*DIRECTION 1*. Count the lines in the listing that contain the string "green", treating uppercase and lowercase as different. Reply with the number alone.

* start TEXT SHOWN *

As the Biden administration begins its first term, Russia remains one of the main challenges on the foreign policy front. While no reset is expected, some level of cooperation with the Kremlin is inevitable, including in the Middle East, where Russia has been consistently expanding its footprint. Still, recent developments on the ground indicate that the Kremlin’s diplomatic efforts in the region are less successful than it would like them to seem.
As the Biden administration officially took office last week, and given growing tensions with the Putin regime, fierce confrontation with Russia is likely on a range of policy issues, including promoting democracy and human rights. At the same time, the U.S. and Russia are also expected to outline certain areas of coordination and even cooperation, such as nuclear nonproliferation and arms control. Less than a weak into Biden’s first term, the US and Russia already agreed to extend the New START Treaty with Russia for five years.
Still, another crucial foreign policy issue on the agenda—the Middle East—remains a grey zone. The new U.S. administration’s interest in a nuclear agreement with Iran, and America’s decades-long drive to diminish its presence in the region, may push some policymakers to view the Middle East as a suitable arena for cooperation with Russia, even as the U.S. might pressure the Kremlin on other issues. Such an approach is flawed and fraught with political risks. In recent years, Russia has showed limited interest—and ability—in bringing about real solutions to Middle Eastern issues. Instead, the Kremlin has used its diplomatic efforts in the region as an opportunity to break out from international isolation and divert attention from its malign activities abroad. This approach is unlikely to change in 2021.

* end TEXT SHOWN *

*DIRECTION 2*. Reproduce the full text on Russia and the Biden administration above, word for word and with the original punctuation.

* start EXTRACTED ENTRIES *

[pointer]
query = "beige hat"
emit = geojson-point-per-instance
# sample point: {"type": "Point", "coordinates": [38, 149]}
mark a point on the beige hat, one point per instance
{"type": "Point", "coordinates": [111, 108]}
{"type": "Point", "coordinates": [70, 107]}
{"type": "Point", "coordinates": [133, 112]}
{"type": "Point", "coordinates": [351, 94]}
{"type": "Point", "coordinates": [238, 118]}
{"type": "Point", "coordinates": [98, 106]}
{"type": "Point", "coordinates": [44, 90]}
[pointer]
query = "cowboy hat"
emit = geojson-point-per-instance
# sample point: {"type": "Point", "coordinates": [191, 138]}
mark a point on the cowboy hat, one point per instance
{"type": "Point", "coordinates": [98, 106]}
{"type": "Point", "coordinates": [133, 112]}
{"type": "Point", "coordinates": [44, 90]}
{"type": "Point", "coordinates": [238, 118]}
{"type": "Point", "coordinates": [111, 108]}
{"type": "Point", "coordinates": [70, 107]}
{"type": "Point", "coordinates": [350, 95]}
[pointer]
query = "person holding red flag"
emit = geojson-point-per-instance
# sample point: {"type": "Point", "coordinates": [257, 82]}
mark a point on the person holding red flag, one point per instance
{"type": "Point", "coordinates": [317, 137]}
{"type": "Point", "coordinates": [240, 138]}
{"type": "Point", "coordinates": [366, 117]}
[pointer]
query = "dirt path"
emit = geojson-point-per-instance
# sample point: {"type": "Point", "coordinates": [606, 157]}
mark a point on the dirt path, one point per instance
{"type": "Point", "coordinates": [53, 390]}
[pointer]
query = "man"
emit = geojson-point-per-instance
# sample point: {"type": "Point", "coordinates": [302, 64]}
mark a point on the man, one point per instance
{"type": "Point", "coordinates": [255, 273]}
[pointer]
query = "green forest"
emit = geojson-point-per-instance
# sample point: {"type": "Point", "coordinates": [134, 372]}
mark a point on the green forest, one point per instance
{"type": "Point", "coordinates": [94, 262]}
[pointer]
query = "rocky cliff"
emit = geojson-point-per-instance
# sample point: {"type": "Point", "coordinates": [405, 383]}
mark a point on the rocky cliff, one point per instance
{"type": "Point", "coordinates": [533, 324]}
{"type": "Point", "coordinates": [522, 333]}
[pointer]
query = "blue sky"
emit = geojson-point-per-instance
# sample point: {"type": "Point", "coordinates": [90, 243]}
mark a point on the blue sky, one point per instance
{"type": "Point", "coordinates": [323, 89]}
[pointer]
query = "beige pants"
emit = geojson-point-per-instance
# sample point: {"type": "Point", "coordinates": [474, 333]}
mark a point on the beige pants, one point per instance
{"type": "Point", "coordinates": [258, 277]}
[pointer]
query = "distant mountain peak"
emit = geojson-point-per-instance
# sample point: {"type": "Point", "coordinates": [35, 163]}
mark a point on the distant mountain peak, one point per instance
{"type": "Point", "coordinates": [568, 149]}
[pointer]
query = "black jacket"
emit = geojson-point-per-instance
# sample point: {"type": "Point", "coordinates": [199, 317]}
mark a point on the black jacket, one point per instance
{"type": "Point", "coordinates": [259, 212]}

* end EXTRACTED ENTRIES *

*WRITTEN ANSWER 1*. 2

*WRITTEN ANSWER 2*.
As the Biden administration begins its first term, Russia remains one of the main challenges on the foreign policy front. While no reset is expected, some level of cooperation with the Kremlin is inevitable, including in the Middle East, where Russia has been consistently expanding its footprint. Still, recent developments on the ground indicate that the Kremlin’s diplomatic efforts in the region are less successful than it would like them to seem.
As the Biden administration officially took office last week, and given growing tensions with the Putin regime, fierce confrontation with Russia is likely on a range of policy issues, including promoting democracy and human rights. At the same time, the U.S. and Russia are also expected to outline certain areas of coordination and even cooperation, such as nuclear nonproliferation and arms control. Less than a weak into Biden’s first term, the US and Russia already agreed to extend the New START Treaty with Russia for five years.
Still, another crucial foreign policy issue on the agenda—the Middle East—remains a grey zone. The new U.S. administration’s interest in a nuclear agreement with Iran, and America’s decades-long drive to diminish its presence in the region, may push some policymakers to view the Middle East as a suitable arena for cooperation with Russia, even as the U.S. might pressure the Kremlin on other issues. Such an approach is flawed and fraught with political risks. In recent years, Russia has showed limited interest—and ability—in bringing about real solutions to Middle Eastern issues. Instead, the Kremlin has used its diplomatic efforts in the region as an opportunity to break out from international isolation and divert attention from its malign activities abroad. This approach is unlikely to change in 2021.